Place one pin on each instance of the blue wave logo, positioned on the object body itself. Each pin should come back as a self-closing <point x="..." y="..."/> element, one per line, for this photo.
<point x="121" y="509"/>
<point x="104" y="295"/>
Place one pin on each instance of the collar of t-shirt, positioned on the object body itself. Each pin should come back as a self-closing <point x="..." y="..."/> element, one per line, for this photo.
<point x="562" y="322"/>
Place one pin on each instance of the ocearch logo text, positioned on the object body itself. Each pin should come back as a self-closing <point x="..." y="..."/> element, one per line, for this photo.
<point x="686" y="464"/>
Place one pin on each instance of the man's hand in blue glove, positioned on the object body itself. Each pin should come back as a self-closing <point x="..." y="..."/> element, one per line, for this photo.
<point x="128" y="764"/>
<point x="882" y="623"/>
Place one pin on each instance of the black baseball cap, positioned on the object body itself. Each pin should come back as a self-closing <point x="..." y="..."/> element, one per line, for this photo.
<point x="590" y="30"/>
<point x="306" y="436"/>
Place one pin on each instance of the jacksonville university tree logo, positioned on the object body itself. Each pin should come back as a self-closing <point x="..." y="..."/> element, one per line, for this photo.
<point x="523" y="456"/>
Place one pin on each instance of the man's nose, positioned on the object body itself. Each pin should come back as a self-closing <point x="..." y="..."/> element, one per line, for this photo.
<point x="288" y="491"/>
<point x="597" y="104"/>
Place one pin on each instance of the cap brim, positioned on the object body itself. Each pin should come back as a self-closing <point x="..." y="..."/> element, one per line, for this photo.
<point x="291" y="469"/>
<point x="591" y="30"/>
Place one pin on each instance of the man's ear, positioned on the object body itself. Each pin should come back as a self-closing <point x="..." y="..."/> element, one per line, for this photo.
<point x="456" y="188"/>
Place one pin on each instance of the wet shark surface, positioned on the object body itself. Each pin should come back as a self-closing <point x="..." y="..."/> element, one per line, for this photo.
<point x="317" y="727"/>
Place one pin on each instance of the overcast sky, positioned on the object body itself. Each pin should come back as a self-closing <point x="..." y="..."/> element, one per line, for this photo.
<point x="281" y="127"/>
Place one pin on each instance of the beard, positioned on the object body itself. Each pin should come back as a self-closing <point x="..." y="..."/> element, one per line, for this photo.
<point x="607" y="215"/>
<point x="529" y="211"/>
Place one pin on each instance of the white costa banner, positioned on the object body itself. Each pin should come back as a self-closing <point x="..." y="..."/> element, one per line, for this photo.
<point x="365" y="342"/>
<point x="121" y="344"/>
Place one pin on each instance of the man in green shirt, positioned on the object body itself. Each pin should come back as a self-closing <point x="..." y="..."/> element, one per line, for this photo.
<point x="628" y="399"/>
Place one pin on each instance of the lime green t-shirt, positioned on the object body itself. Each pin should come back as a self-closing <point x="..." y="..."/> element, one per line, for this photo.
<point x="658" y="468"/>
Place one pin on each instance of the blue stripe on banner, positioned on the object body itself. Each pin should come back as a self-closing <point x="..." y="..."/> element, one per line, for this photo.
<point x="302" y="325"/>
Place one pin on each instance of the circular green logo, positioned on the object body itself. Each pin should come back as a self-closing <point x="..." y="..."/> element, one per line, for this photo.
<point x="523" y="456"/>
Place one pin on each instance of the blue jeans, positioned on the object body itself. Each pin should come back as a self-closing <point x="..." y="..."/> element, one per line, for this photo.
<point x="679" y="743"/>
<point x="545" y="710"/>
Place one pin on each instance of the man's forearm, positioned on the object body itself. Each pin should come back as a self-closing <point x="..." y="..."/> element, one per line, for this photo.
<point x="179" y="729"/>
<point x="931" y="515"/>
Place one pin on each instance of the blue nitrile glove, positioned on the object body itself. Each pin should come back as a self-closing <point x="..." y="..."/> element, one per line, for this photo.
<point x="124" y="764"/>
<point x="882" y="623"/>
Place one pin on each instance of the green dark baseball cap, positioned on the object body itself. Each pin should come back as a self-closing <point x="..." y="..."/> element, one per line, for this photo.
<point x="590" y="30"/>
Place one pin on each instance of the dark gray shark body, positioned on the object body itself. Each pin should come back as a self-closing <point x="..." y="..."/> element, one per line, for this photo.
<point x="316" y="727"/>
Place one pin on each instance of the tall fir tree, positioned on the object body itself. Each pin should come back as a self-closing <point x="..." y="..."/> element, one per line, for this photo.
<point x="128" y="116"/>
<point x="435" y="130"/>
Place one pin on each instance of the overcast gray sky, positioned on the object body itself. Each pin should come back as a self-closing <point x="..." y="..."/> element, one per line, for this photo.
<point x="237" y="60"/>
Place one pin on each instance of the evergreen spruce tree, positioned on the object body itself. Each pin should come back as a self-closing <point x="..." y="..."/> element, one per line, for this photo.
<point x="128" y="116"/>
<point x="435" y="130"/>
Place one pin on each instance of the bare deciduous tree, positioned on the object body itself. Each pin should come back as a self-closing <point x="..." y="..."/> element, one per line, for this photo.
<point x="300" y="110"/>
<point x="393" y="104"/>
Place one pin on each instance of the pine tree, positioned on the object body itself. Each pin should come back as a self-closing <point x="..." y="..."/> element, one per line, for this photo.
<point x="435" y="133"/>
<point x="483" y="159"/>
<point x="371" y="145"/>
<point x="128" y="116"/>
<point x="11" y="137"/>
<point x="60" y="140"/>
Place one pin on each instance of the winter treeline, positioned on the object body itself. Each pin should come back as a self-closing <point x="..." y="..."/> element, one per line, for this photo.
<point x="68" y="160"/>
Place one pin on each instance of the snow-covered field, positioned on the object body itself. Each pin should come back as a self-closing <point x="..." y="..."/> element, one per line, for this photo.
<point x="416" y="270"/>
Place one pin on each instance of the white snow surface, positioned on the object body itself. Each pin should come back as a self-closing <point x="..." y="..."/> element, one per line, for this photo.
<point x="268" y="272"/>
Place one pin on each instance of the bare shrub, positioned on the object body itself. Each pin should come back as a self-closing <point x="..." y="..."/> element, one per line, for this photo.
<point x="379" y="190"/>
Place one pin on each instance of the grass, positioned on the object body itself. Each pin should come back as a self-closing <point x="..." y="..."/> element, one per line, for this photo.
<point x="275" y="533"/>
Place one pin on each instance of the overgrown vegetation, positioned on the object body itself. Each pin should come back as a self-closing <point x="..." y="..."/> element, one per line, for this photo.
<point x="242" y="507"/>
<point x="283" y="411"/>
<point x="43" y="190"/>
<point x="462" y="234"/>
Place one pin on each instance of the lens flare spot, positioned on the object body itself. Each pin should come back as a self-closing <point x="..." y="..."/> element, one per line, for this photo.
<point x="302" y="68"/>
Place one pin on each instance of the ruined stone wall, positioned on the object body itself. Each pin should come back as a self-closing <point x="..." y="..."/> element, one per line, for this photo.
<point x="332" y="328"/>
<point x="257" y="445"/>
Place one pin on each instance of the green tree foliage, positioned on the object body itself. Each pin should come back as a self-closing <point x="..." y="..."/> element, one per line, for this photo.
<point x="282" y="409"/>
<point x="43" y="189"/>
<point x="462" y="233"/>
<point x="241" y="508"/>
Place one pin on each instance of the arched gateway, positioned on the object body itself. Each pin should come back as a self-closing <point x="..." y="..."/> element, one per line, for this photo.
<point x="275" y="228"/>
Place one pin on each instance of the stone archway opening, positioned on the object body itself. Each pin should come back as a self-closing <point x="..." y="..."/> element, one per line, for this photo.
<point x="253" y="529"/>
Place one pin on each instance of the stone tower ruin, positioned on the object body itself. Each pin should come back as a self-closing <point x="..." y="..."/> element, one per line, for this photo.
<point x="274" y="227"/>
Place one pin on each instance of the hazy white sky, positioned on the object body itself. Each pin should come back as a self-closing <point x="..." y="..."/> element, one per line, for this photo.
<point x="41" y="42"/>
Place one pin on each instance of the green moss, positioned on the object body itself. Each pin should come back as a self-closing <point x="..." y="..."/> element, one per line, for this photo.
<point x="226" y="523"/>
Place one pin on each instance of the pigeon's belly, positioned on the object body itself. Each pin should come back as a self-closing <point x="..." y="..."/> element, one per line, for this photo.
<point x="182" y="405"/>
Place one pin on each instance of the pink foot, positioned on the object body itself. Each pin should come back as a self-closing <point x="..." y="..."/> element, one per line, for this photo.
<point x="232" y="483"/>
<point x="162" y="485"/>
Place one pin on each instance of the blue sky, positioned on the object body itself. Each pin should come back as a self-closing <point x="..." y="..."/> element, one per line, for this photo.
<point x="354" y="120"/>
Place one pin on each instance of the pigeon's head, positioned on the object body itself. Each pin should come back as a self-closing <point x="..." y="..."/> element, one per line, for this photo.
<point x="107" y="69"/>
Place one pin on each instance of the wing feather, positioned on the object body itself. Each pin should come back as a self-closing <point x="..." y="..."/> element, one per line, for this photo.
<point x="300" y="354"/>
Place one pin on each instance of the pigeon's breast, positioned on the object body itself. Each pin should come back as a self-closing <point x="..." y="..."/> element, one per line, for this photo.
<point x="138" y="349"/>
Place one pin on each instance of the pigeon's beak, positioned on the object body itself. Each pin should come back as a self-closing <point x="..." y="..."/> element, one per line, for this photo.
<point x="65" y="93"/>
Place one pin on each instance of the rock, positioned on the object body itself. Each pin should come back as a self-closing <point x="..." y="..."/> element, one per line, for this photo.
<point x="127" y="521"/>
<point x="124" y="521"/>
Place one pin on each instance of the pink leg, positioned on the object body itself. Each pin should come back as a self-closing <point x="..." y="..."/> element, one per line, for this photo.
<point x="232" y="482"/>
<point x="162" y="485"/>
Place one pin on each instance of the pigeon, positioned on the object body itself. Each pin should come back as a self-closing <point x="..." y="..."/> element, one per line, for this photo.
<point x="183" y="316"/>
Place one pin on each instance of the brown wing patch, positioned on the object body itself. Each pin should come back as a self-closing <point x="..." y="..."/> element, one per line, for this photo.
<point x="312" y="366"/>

WHAT YOU ARE ASKED TO DO | The required output is the exact sequence of lines from the one containing "Place one pin on each instance of the pink leg, positioned" through the end of the listing, both endpoints included.

WRITTEN SOLUTION |
Place one pin on each instance of the pink leg, positioned on the object body itself. Each pin should come back as a self-closing <point x="..." y="..."/> element, one per line, for this photo.
<point x="232" y="482"/>
<point x="162" y="485"/>
Place one pin on each instance of the pigeon, positioned on the object body itself. Each pin should come back as a self-closing <point x="..." y="..."/> element, one per line, for this photo.
<point x="183" y="316"/>
Place one pin on each instance of the brown wing patch, positioned on the object body itself. Each pin should come back as a self-closing <point x="..." y="..."/> element, one per line, for this photo.
<point x="312" y="366"/>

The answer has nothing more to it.